• [Required actions]:
(1) Rewrite the paragraph in the signal conditioner description that begins "Initially the signal is passed" as a list of stages in order, keeping its main facts.
(2) Carry the signal conditioner description forward from its final sentence.

>> START Document

I am a newbie Electronics Engineer and am working on my first circuit. It is a simple signal conditioner which is just designed to take an input signal (square or sin wave, 50mV to 10V & 10Hz to 20kHz), clean it up and then output it via a RS-485 driver for dual logic levels.

Eveverything seems to be working just fine as far as the circuit goes except for one part, the Hysteresis filter at the end of the signal path (right before the last component, the RS-485 driver).

Initially the signal is passed through a 10Hz high pass filter and then to an AD620 Instrument amp which is set to amplify at 1000 gain, (because this circuit must accept input from 50mV to 10V) then through a 40kHz low pass Bessel 2-pole filter. The signal coming out of the Bessel filter is then offset 2.5 volts with an offset follower and offset summer. The signal is then passed on to a D1N4148 voltage limiter to establish the signal from ~0 to ~5V. At this point, the signal is very clean and looks great within the required frequency range.

The last stage after the voltage limiter is a hysteresis filter. This is where things go bad. I modeled the hysteresis filter (Schmitt trigger) out of p. 231, The Art of Electronics 2nd ed. I am using a LM2904 op-amp with 5V Vcc and V+, V- is GND. All resistors are 10k (I was able to get the low switch point at ~1.7V and the top of the band at ~3.0V). A 33pF speedup capacitor is used across the feedback resistor. A pullup resistor shouldn't be needed because of the op-amp used here.

>> END Document
>> START Data shown

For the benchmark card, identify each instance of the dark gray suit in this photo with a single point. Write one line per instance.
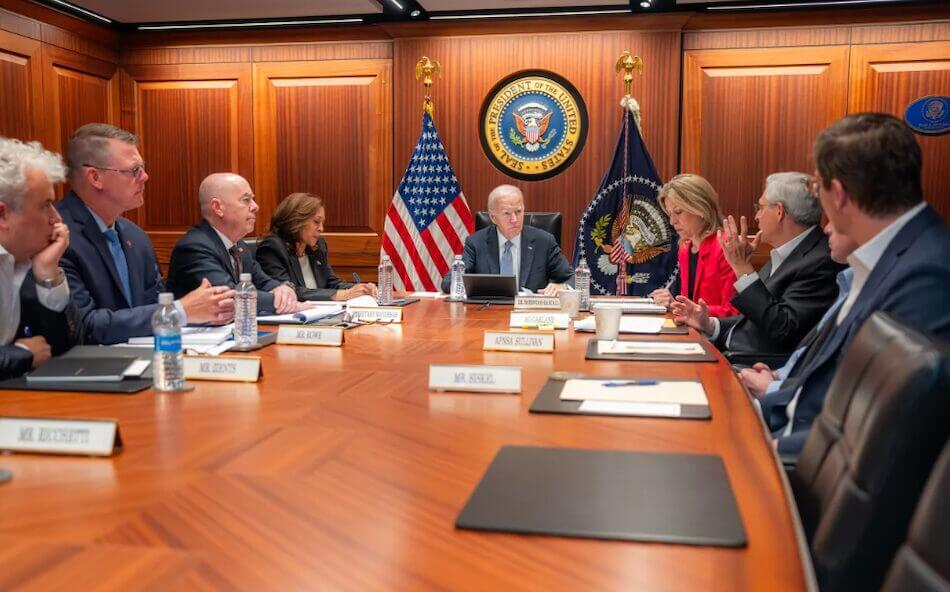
(541, 259)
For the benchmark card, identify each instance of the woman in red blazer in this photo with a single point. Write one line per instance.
(693, 207)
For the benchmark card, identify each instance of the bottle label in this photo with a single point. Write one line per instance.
(168, 343)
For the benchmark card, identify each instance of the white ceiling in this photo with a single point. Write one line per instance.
(152, 11)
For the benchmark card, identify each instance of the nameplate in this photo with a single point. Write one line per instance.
(82, 437)
(527, 341)
(306, 335)
(372, 314)
(551, 302)
(476, 379)
(541, 320)
(229, 369)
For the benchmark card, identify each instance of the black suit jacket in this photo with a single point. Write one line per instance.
(61, 330)
(541, 259)
(280, 264)
(778, 311)
(201, 254)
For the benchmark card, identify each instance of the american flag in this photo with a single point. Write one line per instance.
(429, 219)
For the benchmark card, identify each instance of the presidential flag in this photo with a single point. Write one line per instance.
(429, 219)
(624, 235)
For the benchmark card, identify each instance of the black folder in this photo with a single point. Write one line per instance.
(607, 494)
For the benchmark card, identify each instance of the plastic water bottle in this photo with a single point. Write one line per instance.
(168, 366)
(385, 285)
(458, 286)
(245, 314)
(582, 283)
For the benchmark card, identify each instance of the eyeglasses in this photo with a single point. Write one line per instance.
(135, 172)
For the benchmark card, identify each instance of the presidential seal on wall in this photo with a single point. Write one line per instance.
(533, 125)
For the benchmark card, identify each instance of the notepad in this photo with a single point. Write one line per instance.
(680, 392)
(678, 348)
(629, 324)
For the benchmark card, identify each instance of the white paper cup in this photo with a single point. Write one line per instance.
(570, 302)
(607, 321)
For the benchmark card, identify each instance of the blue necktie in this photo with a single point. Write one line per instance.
(507, 265)
(121, 264)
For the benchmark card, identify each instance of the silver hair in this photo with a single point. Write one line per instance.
(792, 191)
(16, 158)
(502, 191)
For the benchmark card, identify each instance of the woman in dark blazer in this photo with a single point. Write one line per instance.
(693, 207)
(295, 252)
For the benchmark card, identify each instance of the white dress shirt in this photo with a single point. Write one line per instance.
(12, 276)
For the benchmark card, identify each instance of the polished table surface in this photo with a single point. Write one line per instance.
(341, 470)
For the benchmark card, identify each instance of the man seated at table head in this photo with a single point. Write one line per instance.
(35, 312)
(214, 250)
(508, 247)
(113, 274)
(869, 183)
(779, 304)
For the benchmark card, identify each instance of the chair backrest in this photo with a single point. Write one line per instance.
(547, 221)
(923, 562)
(885, 419)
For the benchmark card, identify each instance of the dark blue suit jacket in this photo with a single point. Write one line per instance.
(541, 259)
(106, 316)
(911, 281)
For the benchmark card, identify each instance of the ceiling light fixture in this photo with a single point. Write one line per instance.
(799, 4)
(246, 25)
(81, 10)
(446, 17)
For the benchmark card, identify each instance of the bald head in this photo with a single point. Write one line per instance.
(227, 203)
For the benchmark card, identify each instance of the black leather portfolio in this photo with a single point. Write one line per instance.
(607, 494)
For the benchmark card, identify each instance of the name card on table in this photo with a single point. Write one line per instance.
(229, 369)
(307, 335)
(476, 379)
(541, 320)
(376, 314)
(524, 341)
(82, 437)
(551, 302)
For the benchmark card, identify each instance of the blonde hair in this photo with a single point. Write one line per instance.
(696, 196)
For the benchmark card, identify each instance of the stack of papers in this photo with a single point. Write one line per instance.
(648, 325)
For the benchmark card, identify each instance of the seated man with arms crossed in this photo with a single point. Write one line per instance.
(36, 319)
(214, 250)
(508, 247)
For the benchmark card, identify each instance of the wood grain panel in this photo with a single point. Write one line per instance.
(325, 127)
(749, 113)
(472, 65)
(888, 78)
(21, 88)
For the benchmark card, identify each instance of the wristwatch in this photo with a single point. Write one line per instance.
(49, 284)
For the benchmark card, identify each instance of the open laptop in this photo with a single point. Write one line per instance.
(483, 288)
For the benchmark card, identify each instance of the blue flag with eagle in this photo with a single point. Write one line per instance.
(624, 235)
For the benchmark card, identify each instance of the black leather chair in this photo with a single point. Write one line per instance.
(860, 474)
(923, 562)
(547, 221)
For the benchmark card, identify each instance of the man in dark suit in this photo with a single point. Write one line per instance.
(111, 266)
(508, 247)
(214, 250)
(36, 319)
(869, 184)
(780, 303)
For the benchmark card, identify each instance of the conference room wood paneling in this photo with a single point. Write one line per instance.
(889, 77)
(751, 112)
(325, 127)
(192, 121)
(471, 66)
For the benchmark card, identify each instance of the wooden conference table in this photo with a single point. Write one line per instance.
(340, 470)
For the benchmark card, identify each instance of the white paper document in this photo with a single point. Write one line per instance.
(631, 324)
(679, 392)
(672, 348)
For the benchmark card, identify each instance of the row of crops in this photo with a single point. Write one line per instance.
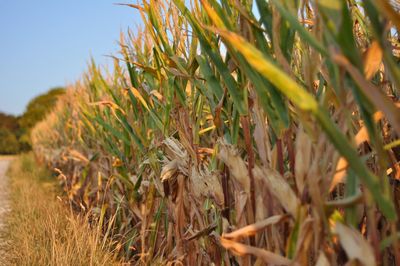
(240, 132)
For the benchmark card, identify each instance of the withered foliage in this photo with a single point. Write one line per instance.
(240, 132)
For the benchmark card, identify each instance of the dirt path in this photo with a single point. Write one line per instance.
(4, 206)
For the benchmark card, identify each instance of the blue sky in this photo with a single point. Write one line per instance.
(48, 43)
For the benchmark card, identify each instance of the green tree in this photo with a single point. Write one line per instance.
(8, 142)
(38, 107)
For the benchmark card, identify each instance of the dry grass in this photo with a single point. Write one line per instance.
(229, 136)
(42, 230)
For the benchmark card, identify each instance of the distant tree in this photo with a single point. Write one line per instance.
(38, 107)
(8, 142)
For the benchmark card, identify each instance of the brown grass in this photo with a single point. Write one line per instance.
(42, 230)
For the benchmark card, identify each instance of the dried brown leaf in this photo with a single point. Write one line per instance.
(252, 229)
(372, 59)
(265, 255)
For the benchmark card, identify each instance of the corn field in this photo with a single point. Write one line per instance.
(240, 132)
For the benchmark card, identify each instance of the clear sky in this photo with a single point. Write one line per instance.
(48, 43)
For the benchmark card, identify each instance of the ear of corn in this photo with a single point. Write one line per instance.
(233, 130)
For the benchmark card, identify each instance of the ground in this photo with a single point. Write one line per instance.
(4, 204)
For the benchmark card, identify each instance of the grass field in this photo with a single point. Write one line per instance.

>> END Data shown

• [Task answers]:
(1)
- 10Hz high-pass filter
- AD620 instrument amp set to a gain of 1000, because the circuit must accept input from 50mV to 10V
- 40kHz two-pole Bessel low-pass filter
- 2.5-volt offset added with an offset follower and offset summer
- D1N4148 voltage limiter, which holds the signal to about 0 to 5V

At this point the signal is very clean and looks great within the required frequency range.

(2)
The filter works fine as I ramp the frequency up to around 3kHz which is where the output changes from a nice square wave to something with a tiny peak at the top and no pulse width and as I continue to increase the frequency the amplitude of the output finally sinks down to almost nothing above 20kHz. This is causing the RS-485 driver to only detect a HIGH for a very small period of time and thus I am getting a pulse waveform out instead of a nice filtered square wave. The output wave (@ 20kHz) has a pulse width of around 5us which should obviously be around 10 times that for a 20kHz wave.

Thanks for any help and I apologize for the lengthy post.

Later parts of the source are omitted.